AIM OF THE TASK: In the review of the comic below, reproduce the passage starting with "The first issue" and going on through "he’s getting into.", replacing "spookier" with "creepier".

TEXT UNDER STUDY:
--------------------------------
Two siblings are reunited after the death of their father. However, both of them seem to be positive that there’s more to their dad’s death than what they’re being told.
The first issue of Grendel, Kentucky doesn’t deliver much in terms of the spookier side of things, but those elements are definitely going on in the background. The opening sequence of what is presumably Clyde suiting up for a battle with some unknowable evil sets the tone right away. There’s an intensity in his eyes that only belongs to a man consumed by what he must do, and the panels showing how strapped he is really sell the danger of the situation, even without directly showing us what he’s getting into.
That’s a hell of an establishing scene, but where this issue really excels is in the quiet moments. Jeff McComskey and Tommy Lee Edwards give the reader plenty of smaller scenes that establish where these characters are in their lives. Whether it’s Denny moving drugs or the solemn sight of Marnie’s motorcycle gang escorting her to her father’s funeral, we get to learn so much about our protagonists through their silence.
However, the voices of the various characters are still very well defined. Right out of the gate, everyone feels like a lived-in character. There’s so much history loaded into every line of dialogue, every interaction. There’s an unspoken tension in the air at all times, making even the quieter moments (and that’s most of what this issue is) feel more dangerous and charged than a bar brawl (but don’t worry; readers get one of those here, too).
John Workman also makes a meal out of the lettering in this issue, particularly when it comes to sound effects. There’s a variation of style and color to each sound effect, with some things having an appropriate crunch to them, while others relay the lightness that should be felt in a certain situation, like a crowd of people laughing.
Again, much of this first issue is concerned with getting the characters together and helping the reader to get to know them. Anyone who is expecting the horror elements to be front loaded in this series may find themselves disappointed. It also jumps around a bit in the early pages, which had me re-reading a page or two to make sure I didn’t miss anything.
However, patient readers will find plenty to latch onto in this introductory chapter. It’s full of strong character work and detailed illustrations. It seems that McComsey and Edwards want us to really know these folks and their hometown before the real horror begins. On that front, this issue succeeds splendidly.
--------------------------------
RECORDED DATA:
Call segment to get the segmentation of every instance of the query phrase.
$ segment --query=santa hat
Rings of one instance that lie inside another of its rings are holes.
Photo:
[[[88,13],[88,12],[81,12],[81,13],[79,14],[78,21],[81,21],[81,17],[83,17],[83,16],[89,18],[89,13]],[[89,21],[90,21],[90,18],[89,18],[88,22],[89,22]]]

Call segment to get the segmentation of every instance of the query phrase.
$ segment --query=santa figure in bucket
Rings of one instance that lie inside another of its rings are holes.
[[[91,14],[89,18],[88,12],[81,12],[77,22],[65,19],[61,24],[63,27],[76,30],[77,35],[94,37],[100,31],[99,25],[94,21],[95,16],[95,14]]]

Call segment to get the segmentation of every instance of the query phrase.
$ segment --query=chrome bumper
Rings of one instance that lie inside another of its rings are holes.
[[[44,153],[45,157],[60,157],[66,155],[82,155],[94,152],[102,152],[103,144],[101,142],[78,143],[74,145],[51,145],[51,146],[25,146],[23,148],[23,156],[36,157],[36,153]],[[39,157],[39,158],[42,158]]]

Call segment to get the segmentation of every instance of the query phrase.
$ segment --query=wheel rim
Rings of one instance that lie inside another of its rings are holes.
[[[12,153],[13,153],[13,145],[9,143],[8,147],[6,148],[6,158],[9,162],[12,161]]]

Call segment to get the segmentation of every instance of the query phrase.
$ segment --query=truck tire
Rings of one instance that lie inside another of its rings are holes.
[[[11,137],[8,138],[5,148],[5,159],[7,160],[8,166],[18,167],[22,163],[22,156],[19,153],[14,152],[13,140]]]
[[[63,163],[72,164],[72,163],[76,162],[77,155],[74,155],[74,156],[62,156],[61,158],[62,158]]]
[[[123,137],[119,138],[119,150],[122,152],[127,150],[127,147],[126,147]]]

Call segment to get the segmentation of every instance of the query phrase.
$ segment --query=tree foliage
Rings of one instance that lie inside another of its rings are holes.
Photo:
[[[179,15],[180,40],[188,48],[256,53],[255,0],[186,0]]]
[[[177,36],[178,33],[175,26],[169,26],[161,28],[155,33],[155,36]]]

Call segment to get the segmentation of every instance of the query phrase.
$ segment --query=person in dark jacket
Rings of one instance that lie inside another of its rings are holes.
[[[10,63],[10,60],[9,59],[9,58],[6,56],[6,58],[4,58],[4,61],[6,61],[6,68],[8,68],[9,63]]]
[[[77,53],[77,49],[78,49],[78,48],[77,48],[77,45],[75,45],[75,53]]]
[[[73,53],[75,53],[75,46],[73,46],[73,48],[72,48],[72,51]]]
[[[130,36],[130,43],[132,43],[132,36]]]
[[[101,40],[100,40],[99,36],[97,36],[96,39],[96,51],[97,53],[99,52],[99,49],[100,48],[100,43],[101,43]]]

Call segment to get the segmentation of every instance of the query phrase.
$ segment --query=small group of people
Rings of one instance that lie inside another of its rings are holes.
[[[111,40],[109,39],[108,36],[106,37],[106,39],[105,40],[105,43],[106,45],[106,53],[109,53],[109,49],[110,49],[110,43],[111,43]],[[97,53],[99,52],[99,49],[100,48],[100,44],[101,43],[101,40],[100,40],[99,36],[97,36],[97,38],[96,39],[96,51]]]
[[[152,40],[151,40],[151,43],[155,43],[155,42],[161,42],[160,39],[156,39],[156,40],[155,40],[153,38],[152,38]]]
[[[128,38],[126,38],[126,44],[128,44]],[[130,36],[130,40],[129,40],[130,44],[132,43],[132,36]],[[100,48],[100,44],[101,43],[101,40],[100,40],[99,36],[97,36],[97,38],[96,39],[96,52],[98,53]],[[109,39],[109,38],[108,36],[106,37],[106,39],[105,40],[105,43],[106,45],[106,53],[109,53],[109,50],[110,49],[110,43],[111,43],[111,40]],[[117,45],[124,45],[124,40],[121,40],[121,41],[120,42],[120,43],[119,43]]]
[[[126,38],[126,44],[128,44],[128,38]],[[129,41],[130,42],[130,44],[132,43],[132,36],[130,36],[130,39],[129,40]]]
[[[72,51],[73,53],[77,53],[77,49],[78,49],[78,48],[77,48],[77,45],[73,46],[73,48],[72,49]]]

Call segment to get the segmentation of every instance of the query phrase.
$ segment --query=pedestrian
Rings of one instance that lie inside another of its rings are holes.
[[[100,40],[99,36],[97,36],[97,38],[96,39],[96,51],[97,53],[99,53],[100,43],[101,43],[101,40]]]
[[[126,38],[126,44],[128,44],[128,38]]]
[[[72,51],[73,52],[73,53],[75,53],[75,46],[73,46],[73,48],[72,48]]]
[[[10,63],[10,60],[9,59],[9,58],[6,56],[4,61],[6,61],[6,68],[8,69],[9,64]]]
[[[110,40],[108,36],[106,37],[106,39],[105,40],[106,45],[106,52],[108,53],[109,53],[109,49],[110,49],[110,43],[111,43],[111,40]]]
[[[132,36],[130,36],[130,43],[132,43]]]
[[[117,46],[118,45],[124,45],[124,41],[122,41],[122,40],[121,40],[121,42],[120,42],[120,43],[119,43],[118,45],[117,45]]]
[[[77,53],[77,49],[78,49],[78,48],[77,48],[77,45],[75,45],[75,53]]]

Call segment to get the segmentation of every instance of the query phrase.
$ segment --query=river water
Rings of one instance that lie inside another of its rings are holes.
--------------------------------
RESULT FOR THIS TASK:
The first issue of Grendel, Kentucky doesn’t deliver much in terms of the creepier side of things, but those elements are definitely going on in the background. The opening sequence of what is presumably Clyde suiting up for a battle with some unknowable evil sets the tone right away. There’s an intensity in his eyes that only belongs to a man consumed by what he must do, and the panels showing how strapped he is really sell the danger of the situation, even without directly showing us what he’s getting into.